What to produce: Print word for word the section of the R packages introduction that opens with the words containing "3. Giving back" and closes with "well organized structure.".

Document passage:
----------------------------------------
Introduction

A wide documentation is available on the internet providing the technical instructions to build R packages, starting from the manual Writing R extensions at the official R site.

This section provides a general overview about R packages. The following sections try to provide some insights on the mechanism used by R when dealing with packages.

Why create a R package?

According to Rossi1, there are at least three good reasons to create an R package.

  1. Creating an R package forces the user to document the code and provide test examples to insure that it actually works. It will also be much easier to use the code as documentation will only be a ? command away and all of functions and shared libraries will be available for use. This is a good reason to create a package, also for its own use.

  2. If the goal is disseminate a research, this is an ideal way of making sure others have access to the work. It will also increase the probability that eventually the work will be correct. This is a good reason to create a package for a team (private) use.

  3. Giving back something to this amazing community of volunteers! This is a good reason to make the package available for the whole world (e.g. through CRAN).

Structure of a package

The sources of a R package consists of a subdirectory containing some files and directories in a well organized structure.

Files ‘DESCRIPTION’ and ‘NAMESPACE’ and subdirectories ‘R’, ‘man’, and ‘data’ are required for every package. The base package.skeleton() function creates all the required directories.
----------------------------------------
Entries supplied:

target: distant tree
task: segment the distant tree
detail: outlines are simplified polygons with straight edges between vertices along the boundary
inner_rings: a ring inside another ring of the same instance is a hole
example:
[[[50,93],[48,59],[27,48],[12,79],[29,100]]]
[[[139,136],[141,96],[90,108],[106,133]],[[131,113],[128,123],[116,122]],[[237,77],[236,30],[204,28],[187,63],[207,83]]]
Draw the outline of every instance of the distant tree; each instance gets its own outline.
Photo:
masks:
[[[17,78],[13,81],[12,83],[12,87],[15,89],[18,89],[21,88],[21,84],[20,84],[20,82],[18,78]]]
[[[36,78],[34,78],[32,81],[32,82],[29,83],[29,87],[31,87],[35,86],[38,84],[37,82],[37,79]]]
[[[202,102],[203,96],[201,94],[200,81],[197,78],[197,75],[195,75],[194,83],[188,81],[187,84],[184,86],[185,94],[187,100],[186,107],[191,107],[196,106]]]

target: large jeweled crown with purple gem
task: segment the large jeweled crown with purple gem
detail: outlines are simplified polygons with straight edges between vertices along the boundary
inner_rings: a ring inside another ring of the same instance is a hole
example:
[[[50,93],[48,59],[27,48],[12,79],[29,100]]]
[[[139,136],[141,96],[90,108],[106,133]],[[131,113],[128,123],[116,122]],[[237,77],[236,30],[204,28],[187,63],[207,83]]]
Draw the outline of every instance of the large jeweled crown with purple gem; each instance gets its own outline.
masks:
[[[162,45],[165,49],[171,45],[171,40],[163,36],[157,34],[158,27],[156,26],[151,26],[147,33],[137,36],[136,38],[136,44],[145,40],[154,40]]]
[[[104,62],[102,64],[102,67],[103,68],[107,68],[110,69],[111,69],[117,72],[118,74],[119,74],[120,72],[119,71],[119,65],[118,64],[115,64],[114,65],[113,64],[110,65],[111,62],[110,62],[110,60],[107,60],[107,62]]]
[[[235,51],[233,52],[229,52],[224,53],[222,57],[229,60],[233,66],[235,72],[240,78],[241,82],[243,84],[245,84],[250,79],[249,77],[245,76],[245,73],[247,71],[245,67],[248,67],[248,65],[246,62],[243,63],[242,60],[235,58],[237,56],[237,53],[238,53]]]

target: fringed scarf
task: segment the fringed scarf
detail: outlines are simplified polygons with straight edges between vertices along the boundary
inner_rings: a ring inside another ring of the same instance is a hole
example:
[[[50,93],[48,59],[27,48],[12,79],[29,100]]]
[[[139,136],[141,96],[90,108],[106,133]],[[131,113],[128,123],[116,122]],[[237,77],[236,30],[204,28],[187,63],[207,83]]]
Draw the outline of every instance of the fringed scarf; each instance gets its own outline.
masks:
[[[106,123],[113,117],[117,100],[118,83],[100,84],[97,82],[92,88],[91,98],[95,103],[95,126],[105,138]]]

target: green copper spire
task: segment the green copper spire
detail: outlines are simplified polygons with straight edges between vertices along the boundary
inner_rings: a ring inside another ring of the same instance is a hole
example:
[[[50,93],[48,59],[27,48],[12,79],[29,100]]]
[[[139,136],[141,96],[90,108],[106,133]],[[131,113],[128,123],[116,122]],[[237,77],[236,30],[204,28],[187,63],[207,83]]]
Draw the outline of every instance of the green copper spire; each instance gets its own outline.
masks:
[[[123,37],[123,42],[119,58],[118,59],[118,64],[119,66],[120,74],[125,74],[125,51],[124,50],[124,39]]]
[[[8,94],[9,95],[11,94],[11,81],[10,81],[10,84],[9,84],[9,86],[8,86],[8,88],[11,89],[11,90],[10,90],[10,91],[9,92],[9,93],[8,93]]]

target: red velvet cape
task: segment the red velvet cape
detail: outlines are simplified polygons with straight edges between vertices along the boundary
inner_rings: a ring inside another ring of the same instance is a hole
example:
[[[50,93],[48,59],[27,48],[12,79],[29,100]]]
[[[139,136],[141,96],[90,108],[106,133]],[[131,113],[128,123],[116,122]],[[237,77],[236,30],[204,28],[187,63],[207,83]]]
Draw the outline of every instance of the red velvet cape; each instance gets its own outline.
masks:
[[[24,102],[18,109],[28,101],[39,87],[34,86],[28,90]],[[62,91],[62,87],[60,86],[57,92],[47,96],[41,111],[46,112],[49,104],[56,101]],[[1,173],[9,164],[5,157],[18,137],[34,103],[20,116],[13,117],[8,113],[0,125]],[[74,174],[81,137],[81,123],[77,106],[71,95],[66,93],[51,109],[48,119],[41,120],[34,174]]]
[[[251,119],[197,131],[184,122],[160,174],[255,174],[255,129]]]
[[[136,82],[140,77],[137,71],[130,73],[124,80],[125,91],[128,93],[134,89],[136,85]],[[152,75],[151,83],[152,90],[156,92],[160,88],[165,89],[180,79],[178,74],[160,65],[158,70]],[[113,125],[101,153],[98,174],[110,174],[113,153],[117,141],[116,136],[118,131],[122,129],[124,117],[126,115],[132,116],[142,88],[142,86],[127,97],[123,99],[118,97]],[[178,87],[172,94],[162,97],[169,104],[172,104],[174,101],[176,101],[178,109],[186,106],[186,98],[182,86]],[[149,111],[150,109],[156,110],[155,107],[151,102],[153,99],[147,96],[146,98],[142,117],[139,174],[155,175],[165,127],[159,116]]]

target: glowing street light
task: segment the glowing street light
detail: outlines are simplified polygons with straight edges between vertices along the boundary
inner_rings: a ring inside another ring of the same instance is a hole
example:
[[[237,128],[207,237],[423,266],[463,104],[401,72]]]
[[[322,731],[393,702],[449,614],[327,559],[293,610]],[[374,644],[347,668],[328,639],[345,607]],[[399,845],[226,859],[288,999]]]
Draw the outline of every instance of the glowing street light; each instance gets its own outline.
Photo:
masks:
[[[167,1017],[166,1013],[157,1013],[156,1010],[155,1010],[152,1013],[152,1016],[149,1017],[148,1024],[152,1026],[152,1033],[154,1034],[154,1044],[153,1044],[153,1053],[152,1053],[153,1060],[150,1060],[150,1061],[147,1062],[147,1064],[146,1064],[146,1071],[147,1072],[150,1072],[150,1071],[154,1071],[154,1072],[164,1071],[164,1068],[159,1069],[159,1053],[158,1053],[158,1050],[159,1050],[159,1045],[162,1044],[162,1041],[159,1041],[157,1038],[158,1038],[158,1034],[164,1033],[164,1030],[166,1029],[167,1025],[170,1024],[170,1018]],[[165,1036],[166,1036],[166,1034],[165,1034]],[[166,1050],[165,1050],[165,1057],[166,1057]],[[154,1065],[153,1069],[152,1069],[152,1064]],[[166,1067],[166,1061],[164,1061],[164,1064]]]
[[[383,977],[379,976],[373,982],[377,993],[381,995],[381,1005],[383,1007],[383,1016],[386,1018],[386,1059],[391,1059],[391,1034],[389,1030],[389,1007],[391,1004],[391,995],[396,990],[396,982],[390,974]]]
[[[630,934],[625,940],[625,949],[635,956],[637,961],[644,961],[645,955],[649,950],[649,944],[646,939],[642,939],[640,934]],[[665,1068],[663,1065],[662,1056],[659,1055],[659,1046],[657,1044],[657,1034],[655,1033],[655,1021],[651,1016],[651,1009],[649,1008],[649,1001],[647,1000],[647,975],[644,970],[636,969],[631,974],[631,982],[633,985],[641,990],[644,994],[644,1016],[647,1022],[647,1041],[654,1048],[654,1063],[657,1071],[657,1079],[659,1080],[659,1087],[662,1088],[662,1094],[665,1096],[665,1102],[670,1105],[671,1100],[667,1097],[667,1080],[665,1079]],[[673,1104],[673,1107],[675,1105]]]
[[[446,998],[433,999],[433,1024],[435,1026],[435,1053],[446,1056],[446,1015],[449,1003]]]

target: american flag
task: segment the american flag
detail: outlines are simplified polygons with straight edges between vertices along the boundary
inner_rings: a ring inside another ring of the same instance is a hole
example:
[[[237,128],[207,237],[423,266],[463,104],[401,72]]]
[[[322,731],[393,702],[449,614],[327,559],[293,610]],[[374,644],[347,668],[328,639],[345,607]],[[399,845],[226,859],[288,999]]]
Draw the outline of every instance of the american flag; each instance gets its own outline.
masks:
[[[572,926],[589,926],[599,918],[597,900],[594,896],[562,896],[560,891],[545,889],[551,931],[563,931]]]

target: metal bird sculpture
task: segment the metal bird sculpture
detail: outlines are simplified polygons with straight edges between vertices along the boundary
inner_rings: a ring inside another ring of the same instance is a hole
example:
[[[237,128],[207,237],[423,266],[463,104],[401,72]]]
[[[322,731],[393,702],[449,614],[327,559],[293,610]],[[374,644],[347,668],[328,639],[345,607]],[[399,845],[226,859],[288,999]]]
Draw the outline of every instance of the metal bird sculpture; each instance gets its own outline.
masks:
----------------------------------------
Solution below:
3. Giving back something to this amazing community of volunteers! This is a good reason to make the package available for the whole world (e.g. through CRAN).

Structure of a package

The sources of a R package consists of a subdirectory containing some files and directories in a well organized structure.